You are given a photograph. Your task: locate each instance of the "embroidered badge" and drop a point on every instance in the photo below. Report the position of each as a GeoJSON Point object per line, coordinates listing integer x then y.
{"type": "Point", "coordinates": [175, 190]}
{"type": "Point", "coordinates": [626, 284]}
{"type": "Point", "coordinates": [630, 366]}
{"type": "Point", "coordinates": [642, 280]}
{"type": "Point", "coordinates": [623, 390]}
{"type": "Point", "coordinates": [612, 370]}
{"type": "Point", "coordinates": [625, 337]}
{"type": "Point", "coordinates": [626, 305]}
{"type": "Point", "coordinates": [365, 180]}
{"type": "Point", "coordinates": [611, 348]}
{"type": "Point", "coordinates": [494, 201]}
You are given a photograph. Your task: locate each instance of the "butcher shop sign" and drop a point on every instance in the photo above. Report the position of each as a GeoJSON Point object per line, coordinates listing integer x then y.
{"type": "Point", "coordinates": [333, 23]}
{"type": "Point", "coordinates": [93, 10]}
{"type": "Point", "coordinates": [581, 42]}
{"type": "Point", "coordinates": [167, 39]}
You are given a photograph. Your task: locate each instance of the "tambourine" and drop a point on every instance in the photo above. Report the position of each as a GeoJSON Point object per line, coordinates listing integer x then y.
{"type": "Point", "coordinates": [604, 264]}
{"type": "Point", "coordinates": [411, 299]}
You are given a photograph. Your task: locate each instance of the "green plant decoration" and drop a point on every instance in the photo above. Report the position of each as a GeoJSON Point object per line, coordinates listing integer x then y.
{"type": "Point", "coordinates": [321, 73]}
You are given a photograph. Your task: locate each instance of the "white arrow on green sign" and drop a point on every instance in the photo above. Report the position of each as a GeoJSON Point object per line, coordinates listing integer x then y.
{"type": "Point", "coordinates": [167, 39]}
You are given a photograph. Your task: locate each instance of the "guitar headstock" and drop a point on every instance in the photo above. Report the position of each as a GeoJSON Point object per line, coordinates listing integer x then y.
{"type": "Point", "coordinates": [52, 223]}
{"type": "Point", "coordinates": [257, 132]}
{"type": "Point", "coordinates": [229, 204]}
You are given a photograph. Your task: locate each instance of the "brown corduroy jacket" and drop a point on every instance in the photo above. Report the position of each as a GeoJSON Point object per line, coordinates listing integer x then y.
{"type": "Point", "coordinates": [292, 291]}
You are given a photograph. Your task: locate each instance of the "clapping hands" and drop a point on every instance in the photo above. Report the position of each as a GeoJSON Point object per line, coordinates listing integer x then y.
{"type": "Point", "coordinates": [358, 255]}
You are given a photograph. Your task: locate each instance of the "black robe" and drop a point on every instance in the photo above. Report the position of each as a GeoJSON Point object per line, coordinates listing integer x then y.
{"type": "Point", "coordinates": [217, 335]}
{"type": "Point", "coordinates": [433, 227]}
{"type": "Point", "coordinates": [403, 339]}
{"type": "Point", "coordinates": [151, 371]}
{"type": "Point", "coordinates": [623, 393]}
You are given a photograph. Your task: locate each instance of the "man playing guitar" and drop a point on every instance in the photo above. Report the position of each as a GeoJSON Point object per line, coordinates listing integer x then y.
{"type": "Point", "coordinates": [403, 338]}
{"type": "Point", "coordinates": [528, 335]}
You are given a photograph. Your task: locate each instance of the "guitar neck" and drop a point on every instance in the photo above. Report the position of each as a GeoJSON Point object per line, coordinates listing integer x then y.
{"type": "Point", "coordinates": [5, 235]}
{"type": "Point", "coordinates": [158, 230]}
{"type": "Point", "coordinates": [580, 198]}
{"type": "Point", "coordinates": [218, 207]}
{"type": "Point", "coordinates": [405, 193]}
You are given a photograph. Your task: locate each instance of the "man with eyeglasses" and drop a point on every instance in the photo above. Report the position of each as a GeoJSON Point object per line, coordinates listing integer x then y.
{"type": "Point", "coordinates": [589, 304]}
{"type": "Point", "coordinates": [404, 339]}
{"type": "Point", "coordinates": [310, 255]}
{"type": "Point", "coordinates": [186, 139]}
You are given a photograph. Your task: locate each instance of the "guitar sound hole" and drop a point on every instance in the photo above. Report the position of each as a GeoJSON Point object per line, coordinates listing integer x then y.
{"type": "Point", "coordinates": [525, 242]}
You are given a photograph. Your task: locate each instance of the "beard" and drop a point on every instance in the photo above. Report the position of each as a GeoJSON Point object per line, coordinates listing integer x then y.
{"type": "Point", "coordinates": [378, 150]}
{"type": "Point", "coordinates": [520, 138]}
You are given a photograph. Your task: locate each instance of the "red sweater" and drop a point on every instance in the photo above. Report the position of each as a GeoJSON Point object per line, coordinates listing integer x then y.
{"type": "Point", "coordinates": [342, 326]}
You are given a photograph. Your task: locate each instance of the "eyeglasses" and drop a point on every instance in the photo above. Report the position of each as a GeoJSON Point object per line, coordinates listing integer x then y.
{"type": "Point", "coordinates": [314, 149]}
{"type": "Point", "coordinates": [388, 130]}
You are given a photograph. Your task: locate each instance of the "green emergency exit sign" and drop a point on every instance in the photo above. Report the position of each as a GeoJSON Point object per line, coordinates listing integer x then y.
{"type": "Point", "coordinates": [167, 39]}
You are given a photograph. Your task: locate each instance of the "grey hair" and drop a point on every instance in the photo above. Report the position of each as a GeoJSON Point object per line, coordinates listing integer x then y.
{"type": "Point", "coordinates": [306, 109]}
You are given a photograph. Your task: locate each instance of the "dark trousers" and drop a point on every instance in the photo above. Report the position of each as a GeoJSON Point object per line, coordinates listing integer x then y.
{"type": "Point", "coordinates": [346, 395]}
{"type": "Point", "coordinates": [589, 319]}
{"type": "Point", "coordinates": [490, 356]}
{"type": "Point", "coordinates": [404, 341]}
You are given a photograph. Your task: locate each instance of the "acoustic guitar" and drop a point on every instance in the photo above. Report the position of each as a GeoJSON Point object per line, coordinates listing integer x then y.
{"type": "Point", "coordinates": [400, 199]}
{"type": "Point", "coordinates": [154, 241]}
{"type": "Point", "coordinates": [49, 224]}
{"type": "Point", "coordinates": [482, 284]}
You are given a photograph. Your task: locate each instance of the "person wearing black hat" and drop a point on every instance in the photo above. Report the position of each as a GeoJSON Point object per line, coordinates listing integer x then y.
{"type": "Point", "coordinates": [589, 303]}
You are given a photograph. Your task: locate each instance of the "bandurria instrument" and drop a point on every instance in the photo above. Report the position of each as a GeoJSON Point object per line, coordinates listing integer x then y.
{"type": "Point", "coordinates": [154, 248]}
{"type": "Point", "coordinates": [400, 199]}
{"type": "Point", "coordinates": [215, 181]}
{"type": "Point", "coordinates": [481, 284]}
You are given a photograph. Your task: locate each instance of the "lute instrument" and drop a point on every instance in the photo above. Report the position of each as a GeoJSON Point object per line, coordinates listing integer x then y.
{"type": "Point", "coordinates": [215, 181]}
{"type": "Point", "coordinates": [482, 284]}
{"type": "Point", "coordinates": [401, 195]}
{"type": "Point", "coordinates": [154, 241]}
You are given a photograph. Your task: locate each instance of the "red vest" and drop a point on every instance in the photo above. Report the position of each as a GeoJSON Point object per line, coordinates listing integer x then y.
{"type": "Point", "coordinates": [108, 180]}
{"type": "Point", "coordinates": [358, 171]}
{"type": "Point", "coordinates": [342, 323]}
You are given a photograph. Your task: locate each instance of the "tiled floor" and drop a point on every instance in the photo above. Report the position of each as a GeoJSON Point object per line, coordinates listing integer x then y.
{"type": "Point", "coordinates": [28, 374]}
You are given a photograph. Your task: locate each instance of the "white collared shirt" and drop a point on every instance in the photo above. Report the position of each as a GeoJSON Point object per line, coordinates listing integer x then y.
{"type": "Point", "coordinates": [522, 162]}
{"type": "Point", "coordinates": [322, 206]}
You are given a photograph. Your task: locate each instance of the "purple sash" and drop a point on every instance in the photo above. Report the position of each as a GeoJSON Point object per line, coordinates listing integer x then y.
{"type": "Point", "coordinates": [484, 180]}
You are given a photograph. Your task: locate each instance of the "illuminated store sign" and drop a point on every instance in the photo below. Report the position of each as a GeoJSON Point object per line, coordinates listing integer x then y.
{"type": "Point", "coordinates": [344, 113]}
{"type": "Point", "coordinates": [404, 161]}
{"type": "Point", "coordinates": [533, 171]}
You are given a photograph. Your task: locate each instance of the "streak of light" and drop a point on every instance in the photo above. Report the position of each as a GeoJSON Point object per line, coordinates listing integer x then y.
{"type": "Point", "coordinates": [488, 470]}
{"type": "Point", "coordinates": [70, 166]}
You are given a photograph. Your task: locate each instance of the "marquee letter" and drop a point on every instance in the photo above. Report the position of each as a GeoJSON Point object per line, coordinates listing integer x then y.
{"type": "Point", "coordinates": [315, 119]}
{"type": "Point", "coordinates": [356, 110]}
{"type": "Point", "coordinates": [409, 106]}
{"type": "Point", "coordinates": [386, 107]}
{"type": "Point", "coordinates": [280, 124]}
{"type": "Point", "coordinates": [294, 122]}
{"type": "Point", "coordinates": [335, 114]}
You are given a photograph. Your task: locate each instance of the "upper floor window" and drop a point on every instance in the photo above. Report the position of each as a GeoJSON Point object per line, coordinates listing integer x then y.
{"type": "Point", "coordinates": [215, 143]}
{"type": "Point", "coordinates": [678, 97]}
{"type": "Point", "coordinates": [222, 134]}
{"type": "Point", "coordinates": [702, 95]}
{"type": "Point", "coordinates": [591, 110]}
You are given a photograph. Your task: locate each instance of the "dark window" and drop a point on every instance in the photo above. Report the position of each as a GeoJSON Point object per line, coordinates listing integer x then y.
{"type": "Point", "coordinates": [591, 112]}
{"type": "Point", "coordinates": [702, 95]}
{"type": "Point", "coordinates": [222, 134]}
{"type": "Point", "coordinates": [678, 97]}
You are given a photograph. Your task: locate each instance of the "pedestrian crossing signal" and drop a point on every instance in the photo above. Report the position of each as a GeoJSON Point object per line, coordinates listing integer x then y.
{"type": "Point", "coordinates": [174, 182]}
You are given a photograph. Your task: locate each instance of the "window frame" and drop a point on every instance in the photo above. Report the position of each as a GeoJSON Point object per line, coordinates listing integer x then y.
--- --- ---
• _Task statement_
Pick out every line above that contains the string "eyeglasses", matching case exactly, and copy each of those lines in full.

• _Answer_
You are given a photograph. Your task: locate each instance of the "man with eyeglasses" and drop a point on every instance in the photo above. Report the position of each as a GeoJSON Point object per line, coordinates listing integer x then y.
You are given a photograph. Your task: locate each instance of the "eyeglasses" and drop a point on every instance in the photo above. Report the position of each as a GeoJSON Point object per line, coordinates listing integer x then y.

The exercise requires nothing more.